# [EXERCISE DESCRIPTION]
Exactly as written, print each of the entries.

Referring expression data
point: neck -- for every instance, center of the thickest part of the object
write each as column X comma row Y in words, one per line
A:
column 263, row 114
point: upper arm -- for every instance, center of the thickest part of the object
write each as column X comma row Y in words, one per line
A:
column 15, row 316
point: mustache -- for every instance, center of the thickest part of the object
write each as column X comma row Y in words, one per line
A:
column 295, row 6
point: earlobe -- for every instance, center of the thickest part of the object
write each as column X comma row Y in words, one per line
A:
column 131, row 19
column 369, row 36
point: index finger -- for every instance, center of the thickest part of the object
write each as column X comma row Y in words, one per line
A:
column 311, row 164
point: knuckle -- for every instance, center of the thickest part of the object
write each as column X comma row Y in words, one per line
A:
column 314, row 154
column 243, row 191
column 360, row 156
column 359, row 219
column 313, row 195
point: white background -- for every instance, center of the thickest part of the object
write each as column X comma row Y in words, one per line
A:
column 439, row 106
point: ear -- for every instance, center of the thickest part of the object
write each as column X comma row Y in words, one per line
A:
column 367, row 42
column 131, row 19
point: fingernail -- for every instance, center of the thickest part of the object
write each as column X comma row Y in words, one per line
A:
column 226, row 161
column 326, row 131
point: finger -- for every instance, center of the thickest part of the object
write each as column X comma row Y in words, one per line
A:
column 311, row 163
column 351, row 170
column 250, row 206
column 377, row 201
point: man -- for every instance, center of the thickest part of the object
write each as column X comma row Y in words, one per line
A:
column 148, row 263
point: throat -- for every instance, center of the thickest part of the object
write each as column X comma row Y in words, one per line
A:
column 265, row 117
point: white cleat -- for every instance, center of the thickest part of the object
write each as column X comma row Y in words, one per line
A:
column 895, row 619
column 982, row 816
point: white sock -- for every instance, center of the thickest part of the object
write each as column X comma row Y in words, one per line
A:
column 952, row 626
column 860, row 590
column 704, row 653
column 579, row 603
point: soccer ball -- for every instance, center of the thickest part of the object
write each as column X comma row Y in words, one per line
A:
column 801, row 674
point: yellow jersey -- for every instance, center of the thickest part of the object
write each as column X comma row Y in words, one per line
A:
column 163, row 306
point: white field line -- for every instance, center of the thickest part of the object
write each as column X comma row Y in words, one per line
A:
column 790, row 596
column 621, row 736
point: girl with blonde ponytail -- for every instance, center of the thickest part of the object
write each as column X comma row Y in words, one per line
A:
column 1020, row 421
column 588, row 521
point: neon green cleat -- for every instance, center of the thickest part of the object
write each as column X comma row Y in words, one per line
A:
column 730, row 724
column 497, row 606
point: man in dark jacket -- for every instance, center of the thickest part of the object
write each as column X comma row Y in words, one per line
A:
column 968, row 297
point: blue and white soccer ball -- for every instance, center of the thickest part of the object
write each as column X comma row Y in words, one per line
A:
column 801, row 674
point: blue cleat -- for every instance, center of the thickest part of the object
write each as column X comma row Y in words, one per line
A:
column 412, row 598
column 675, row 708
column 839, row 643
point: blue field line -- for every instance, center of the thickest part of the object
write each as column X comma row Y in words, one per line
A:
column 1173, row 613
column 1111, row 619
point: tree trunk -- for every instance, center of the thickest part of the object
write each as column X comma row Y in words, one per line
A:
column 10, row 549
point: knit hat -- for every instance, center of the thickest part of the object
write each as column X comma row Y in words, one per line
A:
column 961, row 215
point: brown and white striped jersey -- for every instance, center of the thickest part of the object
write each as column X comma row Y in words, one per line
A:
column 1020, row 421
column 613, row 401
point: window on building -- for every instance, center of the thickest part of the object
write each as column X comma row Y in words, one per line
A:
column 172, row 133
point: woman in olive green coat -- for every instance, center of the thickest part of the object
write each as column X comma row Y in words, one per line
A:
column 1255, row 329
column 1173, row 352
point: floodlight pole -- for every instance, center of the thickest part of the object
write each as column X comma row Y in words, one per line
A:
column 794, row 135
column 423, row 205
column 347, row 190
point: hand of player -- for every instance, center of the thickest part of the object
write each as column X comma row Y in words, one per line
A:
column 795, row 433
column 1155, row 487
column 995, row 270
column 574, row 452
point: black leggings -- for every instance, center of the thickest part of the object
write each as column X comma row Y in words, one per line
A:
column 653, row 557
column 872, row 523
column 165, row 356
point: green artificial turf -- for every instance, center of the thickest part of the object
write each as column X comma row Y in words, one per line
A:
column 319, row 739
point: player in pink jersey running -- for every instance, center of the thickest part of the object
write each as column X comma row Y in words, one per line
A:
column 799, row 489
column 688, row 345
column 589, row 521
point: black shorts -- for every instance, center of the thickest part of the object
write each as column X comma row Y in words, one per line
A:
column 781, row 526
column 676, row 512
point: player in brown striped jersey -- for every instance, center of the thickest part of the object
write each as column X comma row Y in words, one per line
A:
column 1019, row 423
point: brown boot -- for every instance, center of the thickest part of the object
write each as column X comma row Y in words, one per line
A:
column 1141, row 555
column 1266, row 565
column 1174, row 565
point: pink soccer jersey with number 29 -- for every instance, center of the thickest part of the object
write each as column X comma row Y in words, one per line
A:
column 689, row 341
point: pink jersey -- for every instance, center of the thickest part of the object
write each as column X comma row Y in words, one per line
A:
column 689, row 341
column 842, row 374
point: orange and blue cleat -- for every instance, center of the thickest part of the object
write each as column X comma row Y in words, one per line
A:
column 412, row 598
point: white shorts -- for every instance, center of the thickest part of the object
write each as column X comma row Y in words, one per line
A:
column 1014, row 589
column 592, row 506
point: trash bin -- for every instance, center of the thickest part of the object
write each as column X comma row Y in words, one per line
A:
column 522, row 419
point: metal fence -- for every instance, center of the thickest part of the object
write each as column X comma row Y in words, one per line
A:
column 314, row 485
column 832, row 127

# [RESPONSE TO THIS EXERCISE]
point: neck -- for every instance, center of the thickest part of the object
write each as column X comma row Y in words, one per line
A:
column 263, row 114
point: upper arm -- for every instance, center of the thickest part of the object
write each as column X comma row Y in words, one per line
A:
column 15, row 316
point: mustache -- for every instance, center of the thickest part of the object
write each as column X comma row Y in words, one per line
A:
column 295, row 6
point: earlobe -- for every instance, center of the thickest part of the object
write each as column X comma row Y in words, one per line
A:
column 131, row 19
column 369, row 36
point: index finger -- for every instance, center of the thickest part of the object
write each as column X comma row Y in words, one per line
A:
column 311, row 164
point: knuckle -- for every instance, center of the thickest part of the object
write each as column X comma row Y in words, one per line
A:
column 314, row 154
column 243, row 191
column 360, row 156
column 359, row 219
column 313, row 195
point: white background -- for every instance, center of the thickest part of the object
write each as column X comma row Y in words, one per line
A:
column 439, row 106
point: ear -- for every instance, center of the thickest part of the object
write each as column X comma row Y in words, one per line
A:
column 367, row 42
column 131, row 19
point: fingernail -- for every instance, center of the thickest part of the object
write each as column X comma row Y in words, one per line
A:
column 226, row 161
column 326, row 131
point: finger -- for every instance, center of the thickest part of the object
write each as column X comma row Y in words, one per line
A:
column 311, row 163
column 351, row 170
column 250, row 206
column 377, row 201
point: man -- for every instance, center of the thickest part of the object
write each as column X comma row Y in words, one per line
A:
column 148, row 263
point: throat -- for every instance, center of the thickest part of the object
write each as column X comma row Y in words, one per line
A:
column 265, row 117
point: white cleat -- for every instance, center of the thickest part of the object
write each as column X comma row Y in words, one per line
A:
column 895, row 619
column 982, row 816
point: white sock -- for every instance, center of the thickest part of the object
write each as column X comma row Y in words, one per line
A:
column 952, row 626
column 860, row 590
column 704, row 653
column 579, row 603
point: soccer ball -- for every instance, center of the thickest part of the object
write each as column X comma row Y in words, one per line
A:
column 801, row 674
point: yellow jersey -- for every instance, center of the thickest part of the object
write each as column X comma row Y in words, one per line
A:
column 163, row 306
point: white field line -- for every instance, center of the thickest part of the object
write each as column X comma row Y in words, one per line
A:
column 790, row 596
column 621, row 736
point: girl with blonde ponytail -- for every instance, center of the thickest part of the object
write each as column X comma row Y in words, one per line
A:
column 1020, row 421
column 588, row 521
point: neon green cleat -- for every instance, center of the thickest part of the object
write each as column X comma row Y in words, one per line
A:
column 730, row 724
column 497, row 606
point: man in dark jacket -- for every instance, center of the thickest part of the object
write each as column X comma row Y in words, one per line
A:
column 968, row 297
point: blue and white soccer ball -- for every instance, center of the thickest part of the object
write each as column X comma row Y in words, one per line
A:
column 801, row 674
point: blue cleat -- for every instance, center of the thickest part of the object
write each as column X comma row Y in words, one per line
A:
column 412, row 598
column 675, row 708
column 839, row 643
point: blue field line -- for every instance, center of the thickest part of the object
write each as column X comma row Y in words, one per line
A:
column 1173, row 613
column 1111, row 619
point: tree trunk -- for every instance, center of the thickest part of the object
write each as column X comma row Y in words, one per line
A:
column 10, row 549
point: knit hat -- for every instance, center of the thickest part of the object
write each as column X comma row Y in words, one per line
A:
column 961, row 215
point: brown and white striped jersey -- for every instance, center of the thickest part of the object
write each as column X comma row Y in words, one per line
A:
column 1020, row 421
column 613, row 401
point: window on building -- for every instance, center of the thickest part of the object
write each as column X comma row Y in words, one per line
A:
column 172, row 133
point: woman in olive green coat -- for every instance, center of the thickest part of the object
write each as column X comma row Y in words, one per line
A:
column 1255, row 329
column 1173, row 352
point: floodlight pole -- for every instance, center of the thickest part of the object
write each as column X comma row Y in words, one per line
A:
column 794, row 135
column 423, row 205
column 347, row 190
point: hand of player -- for every instance, center of the thickest part of the object
write each as column X comma row Y in words, one per line
A:
column 795, row 433
column 1155, row 487
column 995, row 270
column 574, row 452
point: black leggings -- for every instance, center of the thickest part of the object
write each as column X comma row Y in words, one per line
A:
column 653, row 557
column 872, row 523
column 165, row 356
point: green artificial turf -- for every instance, center of the thickest part of the object
write each as column X comma row Y in words, one per line
A:
column 319, row 739
point: player in pink jersey running -- for every instance, center of the thickest part of the object
write each as column X comma row Y in words, one per line
A:
column 799, row 489
column 688, row 345
column 589, row 521
point: black shorts -- for every instance, center of the thickest part of the object
write each as column X comma row Y in words, one per line
A:
column 781, row 526
column 676, row 512
point: player in brown striped jersey -- for every instance, center of the thickest part of the object
write each as column X comma row Y in words, one per line
A:
column 1019, row 423
point: brown boot -- for every instance, center of the thickest part of the object
write each as column X comma row Y in words, one per line
A:
column 1141, row 555
column 1266, row 565
column 1174, row 565
point: pink soccer jersey with number 29 -- for every instance, center of the thickest part of the object
write each as column X comma row Y in words, one per line
A:
column 689, row 341
point: pink jersey -- for every instance, center of the thickest part of the object
write each as column X comma row Y in words, one per line
A:
column 689, row 341
column 842, row 374
point: orange and blue cleat -- for every instance, center of the thickest part of the object
write each as column X comma row Y in words, one per line
A:
column 412, row 598
point: white shorts -- for every instance, center of the thickest part of the object
write each as column X comma row Y in words, one per line
A:
column 1014, row 589
column 592, row 506
point: trash bin -- for every instance, center of the thickest part of the object
write each as column X comma row Y in words, one per line
A:
column 522, row 419
point: metal fence -- for every instance, center of the thickest part of the object
write each as column X comma row Y in words, one per line
A:
column 314, row 485
column 832, row 127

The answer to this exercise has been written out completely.